● **What is required**: List every person the excerpt below on army reserve training mentions by name.

━━ Extracted text

He's smartly suited and booted in the day job, miles away from the dirt on his uniform as he emerged from an overnight camp in the woods. "That's just how it is," he explains.

“I always had an interest in the army. I would absolutely recommend it to any young person. It's brilliant. It's physically and mentally challenging,” said Alan who's been in the reserves for seven years.

He works on stocks trading with Clearstream banking, based in Cork.

“I had to take holidays (to do this training). Although I'd have to say the company is pretty good (if there are exercises) by letting you take unpaid leave," he added.

Pte Jeremiah Nolan, (left) a medical student at UCD and Pte Ward Dendievel, Belgium who works at Facebook in Warsaw at the  Reserve  Defence Forces training at Kilworth Camp. Picture: Eddie O'Hare
Pte Jeremiah Nolan, (left) a medical student at UCD and Pte Ward Dendievel, Belgium who works at Facebook in Warsaw at the  Reserve  Defence Forces training at Kilworth Camp. Picture: Eddie O'Hare

Jeremiah Nolan, a final year medical student at UCD, joined the reserves four years ago and he hasn't regretted one moment of it.

━━━━
━━ Provided data

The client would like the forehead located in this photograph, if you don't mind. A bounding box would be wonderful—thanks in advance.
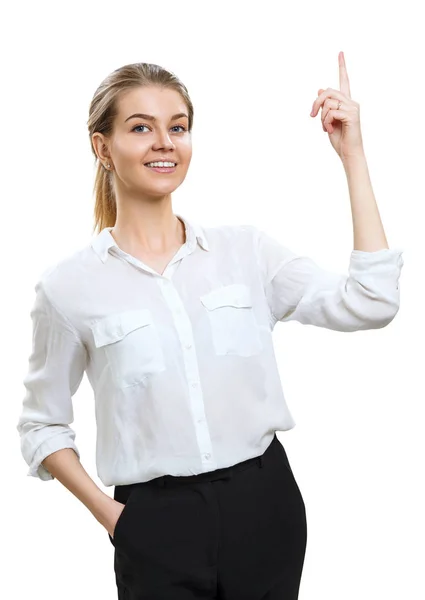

━━━━

● **Solution for this task**:
- Alan
- Jeremiah Nolan
- Ward Dendievel
- Eddie O'Hare